### Exercise directions
Please output the entries below from the line that contains "of the lizard." through the final line, reproduced exactly and alone.

[Point labeling examples]
-------

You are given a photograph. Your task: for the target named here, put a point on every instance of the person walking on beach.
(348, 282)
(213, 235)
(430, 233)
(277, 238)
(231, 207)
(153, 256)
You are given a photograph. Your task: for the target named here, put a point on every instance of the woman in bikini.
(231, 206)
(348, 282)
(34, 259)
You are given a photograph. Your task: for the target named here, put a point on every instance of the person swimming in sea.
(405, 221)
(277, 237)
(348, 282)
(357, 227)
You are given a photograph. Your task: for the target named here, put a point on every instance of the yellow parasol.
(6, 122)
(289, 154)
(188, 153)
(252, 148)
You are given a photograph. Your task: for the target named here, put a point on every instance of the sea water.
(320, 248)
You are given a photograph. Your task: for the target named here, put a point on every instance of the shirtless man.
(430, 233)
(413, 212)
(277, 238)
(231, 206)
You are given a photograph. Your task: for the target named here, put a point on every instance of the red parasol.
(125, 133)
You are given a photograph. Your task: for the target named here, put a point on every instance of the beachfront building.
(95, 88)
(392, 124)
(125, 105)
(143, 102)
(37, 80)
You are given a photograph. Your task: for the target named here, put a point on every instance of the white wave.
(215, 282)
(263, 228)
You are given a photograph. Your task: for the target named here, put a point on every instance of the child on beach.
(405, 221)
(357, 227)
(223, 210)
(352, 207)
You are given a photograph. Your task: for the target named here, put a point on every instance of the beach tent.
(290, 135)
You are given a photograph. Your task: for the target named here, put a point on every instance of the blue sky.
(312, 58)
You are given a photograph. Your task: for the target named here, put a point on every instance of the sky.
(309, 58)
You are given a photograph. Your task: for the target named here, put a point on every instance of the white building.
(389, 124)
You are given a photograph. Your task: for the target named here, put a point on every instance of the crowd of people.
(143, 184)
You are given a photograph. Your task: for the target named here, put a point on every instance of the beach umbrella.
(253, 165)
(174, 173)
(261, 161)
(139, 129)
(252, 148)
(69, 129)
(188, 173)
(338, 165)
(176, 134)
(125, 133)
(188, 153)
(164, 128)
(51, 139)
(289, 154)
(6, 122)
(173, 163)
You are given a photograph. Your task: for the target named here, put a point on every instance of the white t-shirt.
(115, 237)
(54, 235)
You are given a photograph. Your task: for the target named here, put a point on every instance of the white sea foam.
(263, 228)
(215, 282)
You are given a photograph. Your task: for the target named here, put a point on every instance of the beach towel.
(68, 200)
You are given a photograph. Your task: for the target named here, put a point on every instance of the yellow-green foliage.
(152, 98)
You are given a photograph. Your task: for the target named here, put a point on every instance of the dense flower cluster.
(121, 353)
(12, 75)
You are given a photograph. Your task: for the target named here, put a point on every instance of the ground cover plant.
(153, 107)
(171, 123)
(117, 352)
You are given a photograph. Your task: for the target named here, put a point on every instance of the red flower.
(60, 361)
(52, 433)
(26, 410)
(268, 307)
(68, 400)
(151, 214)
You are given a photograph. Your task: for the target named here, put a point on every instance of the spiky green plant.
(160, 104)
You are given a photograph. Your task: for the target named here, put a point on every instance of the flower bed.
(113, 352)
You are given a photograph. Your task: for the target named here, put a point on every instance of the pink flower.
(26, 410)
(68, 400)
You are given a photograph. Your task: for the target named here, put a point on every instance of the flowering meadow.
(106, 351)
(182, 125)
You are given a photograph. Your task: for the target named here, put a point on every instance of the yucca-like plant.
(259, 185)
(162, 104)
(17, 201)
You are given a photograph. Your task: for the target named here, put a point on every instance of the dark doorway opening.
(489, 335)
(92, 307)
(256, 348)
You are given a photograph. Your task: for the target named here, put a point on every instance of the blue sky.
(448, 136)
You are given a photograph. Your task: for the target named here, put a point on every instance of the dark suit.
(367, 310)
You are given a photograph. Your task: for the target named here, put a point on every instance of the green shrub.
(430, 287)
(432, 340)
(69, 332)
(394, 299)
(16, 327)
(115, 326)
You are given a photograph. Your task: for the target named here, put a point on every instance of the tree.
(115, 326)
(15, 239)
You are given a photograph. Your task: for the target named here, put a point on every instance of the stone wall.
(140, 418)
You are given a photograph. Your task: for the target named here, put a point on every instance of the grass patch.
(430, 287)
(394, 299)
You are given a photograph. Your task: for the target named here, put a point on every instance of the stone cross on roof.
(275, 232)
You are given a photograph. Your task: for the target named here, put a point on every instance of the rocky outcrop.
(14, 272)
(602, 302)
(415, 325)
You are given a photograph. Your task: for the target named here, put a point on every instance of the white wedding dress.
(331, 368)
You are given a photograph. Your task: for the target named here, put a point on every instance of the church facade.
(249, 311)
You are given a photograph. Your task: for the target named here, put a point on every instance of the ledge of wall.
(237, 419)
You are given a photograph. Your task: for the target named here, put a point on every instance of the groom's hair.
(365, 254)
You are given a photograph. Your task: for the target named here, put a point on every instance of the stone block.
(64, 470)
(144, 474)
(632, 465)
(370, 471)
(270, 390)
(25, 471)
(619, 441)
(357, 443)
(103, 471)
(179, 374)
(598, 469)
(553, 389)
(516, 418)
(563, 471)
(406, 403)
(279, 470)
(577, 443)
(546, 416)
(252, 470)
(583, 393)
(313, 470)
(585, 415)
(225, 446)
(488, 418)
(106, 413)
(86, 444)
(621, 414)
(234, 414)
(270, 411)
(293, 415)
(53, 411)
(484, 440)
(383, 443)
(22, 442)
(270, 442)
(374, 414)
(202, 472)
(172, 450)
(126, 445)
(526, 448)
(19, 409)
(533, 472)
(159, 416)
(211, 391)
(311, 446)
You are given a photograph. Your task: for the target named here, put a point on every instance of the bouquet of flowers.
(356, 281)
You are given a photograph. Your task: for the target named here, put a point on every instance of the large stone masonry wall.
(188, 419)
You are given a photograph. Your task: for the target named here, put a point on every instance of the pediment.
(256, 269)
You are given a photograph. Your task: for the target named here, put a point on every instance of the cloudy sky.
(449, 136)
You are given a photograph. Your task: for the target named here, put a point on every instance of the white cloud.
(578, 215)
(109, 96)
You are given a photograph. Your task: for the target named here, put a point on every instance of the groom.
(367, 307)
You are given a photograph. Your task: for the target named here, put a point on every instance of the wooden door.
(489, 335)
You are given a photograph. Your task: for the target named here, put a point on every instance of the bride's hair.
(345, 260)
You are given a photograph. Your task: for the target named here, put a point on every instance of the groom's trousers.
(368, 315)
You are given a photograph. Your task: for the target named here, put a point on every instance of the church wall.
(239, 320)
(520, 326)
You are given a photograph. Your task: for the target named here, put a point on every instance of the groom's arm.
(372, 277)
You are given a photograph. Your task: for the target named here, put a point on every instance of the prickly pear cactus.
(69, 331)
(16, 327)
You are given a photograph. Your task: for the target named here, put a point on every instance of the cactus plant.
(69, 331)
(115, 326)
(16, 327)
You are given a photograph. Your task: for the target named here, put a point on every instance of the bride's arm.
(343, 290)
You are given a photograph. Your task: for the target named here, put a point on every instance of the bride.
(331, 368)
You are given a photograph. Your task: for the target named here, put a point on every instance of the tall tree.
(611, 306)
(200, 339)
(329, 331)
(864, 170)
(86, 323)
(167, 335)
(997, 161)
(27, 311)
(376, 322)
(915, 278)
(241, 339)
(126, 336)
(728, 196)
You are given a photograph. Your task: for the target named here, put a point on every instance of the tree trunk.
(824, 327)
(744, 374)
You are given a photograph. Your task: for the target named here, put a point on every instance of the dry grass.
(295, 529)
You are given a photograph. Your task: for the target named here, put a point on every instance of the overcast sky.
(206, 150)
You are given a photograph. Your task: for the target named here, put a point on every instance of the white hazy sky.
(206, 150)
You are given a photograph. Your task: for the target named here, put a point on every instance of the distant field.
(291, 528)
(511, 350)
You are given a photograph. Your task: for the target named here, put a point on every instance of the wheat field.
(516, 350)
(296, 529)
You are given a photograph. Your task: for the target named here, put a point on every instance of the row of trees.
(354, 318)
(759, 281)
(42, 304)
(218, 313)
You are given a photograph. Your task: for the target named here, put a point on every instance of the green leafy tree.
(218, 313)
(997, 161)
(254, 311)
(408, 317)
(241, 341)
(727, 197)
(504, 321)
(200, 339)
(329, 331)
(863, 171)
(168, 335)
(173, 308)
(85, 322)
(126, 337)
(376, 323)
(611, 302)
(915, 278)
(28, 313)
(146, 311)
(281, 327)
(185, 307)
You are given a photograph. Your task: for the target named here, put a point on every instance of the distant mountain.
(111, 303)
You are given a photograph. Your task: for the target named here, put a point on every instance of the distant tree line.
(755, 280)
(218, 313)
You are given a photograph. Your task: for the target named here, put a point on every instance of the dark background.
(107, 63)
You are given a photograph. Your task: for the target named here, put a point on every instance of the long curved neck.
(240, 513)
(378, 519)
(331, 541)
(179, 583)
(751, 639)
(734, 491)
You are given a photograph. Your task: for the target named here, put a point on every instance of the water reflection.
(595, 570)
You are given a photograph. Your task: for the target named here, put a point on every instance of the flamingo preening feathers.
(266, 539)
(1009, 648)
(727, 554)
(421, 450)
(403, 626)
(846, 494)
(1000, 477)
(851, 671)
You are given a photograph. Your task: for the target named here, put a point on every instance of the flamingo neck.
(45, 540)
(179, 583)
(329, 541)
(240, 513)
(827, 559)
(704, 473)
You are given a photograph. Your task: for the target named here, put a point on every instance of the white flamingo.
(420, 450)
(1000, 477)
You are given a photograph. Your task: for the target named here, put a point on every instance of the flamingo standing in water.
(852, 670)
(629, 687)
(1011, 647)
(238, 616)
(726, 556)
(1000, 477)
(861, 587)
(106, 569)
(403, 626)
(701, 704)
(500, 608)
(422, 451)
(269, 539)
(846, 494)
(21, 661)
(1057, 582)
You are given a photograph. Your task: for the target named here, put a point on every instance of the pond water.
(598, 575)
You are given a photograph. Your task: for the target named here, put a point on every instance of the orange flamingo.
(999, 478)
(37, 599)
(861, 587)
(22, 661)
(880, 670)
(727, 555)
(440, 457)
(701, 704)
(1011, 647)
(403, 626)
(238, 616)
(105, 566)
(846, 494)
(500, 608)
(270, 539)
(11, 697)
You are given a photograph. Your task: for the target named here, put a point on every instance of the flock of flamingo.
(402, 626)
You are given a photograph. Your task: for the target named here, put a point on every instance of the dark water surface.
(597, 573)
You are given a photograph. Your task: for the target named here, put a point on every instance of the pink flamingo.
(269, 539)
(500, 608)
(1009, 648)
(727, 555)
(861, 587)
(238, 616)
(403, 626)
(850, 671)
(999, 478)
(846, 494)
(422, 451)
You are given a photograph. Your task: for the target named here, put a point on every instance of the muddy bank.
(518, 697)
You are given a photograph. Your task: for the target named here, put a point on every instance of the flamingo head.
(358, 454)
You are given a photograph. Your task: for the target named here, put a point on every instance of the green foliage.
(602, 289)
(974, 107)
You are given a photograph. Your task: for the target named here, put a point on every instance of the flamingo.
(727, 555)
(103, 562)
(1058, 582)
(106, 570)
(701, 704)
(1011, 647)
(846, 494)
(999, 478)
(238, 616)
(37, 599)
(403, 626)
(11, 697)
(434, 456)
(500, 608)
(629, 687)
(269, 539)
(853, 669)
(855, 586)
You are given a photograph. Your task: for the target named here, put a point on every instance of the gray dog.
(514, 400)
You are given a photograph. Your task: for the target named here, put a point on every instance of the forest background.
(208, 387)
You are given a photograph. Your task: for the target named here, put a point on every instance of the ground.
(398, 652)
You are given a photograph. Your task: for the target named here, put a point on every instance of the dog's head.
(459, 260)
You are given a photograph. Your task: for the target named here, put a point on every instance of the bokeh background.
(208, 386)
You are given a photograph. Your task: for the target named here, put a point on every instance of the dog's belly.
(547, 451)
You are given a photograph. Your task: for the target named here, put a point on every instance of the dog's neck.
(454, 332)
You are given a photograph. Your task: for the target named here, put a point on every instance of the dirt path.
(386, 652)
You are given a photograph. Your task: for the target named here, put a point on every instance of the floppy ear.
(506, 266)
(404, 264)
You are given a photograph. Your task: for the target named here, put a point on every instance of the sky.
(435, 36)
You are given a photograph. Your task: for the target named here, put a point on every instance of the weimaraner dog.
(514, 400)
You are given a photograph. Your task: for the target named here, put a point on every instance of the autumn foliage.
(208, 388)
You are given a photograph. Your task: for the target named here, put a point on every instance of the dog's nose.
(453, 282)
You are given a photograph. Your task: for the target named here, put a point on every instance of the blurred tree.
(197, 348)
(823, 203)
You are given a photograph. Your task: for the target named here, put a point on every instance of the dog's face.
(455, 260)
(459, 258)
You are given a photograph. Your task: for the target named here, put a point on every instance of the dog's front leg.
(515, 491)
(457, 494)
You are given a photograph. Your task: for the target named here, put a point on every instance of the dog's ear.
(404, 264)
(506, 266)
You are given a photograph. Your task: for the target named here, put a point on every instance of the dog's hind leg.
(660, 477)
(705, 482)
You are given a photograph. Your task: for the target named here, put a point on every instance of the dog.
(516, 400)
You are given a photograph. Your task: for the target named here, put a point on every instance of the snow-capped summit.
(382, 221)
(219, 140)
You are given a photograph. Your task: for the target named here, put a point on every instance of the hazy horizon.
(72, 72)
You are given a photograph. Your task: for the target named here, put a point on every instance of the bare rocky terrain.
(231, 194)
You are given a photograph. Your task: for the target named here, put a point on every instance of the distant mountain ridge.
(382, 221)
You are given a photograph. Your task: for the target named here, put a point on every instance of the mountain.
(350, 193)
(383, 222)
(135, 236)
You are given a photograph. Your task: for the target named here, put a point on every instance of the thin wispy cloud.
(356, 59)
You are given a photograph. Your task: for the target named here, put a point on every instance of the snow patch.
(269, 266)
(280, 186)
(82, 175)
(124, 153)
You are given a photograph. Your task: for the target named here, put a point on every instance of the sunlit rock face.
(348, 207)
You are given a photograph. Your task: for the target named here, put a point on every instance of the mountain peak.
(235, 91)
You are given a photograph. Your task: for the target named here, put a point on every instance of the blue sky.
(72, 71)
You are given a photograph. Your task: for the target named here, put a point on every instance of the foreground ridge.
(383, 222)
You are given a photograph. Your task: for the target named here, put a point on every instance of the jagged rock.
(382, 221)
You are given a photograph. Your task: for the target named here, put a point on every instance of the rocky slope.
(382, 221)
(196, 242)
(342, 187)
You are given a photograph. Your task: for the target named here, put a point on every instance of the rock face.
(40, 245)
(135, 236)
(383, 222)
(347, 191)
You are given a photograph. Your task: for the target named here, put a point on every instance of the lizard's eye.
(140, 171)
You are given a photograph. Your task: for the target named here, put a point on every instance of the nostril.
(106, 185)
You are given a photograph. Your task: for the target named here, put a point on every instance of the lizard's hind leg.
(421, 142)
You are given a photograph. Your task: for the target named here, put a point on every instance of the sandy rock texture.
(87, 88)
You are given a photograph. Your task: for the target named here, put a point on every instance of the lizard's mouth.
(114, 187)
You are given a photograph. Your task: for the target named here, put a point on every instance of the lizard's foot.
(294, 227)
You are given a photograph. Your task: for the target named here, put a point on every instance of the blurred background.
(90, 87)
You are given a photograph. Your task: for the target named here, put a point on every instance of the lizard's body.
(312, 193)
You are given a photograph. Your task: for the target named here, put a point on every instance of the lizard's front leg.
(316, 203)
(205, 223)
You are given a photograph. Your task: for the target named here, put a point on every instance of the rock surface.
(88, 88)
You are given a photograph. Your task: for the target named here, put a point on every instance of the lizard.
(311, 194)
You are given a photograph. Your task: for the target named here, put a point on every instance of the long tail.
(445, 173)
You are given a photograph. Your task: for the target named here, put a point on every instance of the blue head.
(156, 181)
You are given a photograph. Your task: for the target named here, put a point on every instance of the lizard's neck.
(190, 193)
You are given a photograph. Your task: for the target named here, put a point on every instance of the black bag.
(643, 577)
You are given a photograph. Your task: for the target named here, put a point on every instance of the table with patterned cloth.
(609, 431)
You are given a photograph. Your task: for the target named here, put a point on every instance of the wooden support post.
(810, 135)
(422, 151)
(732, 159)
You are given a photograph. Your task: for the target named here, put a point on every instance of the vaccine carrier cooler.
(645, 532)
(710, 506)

-------

### Written answer
You are given a photograph. Your task: for the target named here, put a point on every instance of the lizard.
(311, 194)
You are given a photograph. Your task: for the target named here, put a point on every instance of the long tail.
(445, 173)
You are given a photograph. Your task: for the target named here, put a point on every instance of the blue head.
(156, 181)
You are given a photograph. Your task: for the target named here, put a point on every instance of the lizard's neck.
(190, 193)
You are given a photograph. Your task: for the target named here, put a point on every instance of the black bag.
(643, 577)
You are given a photograph. Your task: for the target named here, put a point on every instance of the table with patterned cloth.
(609, 431)
You are given a photograph. Your task: for the target named here, put a point on every instance of the wooden support post.
(810, 135)
(422, 151)
(732, 159)
You are given a photograph. Your task: for the target named here, put a point on every instance of the vaccine carrier cooler.
(645, 532)
(710, 506)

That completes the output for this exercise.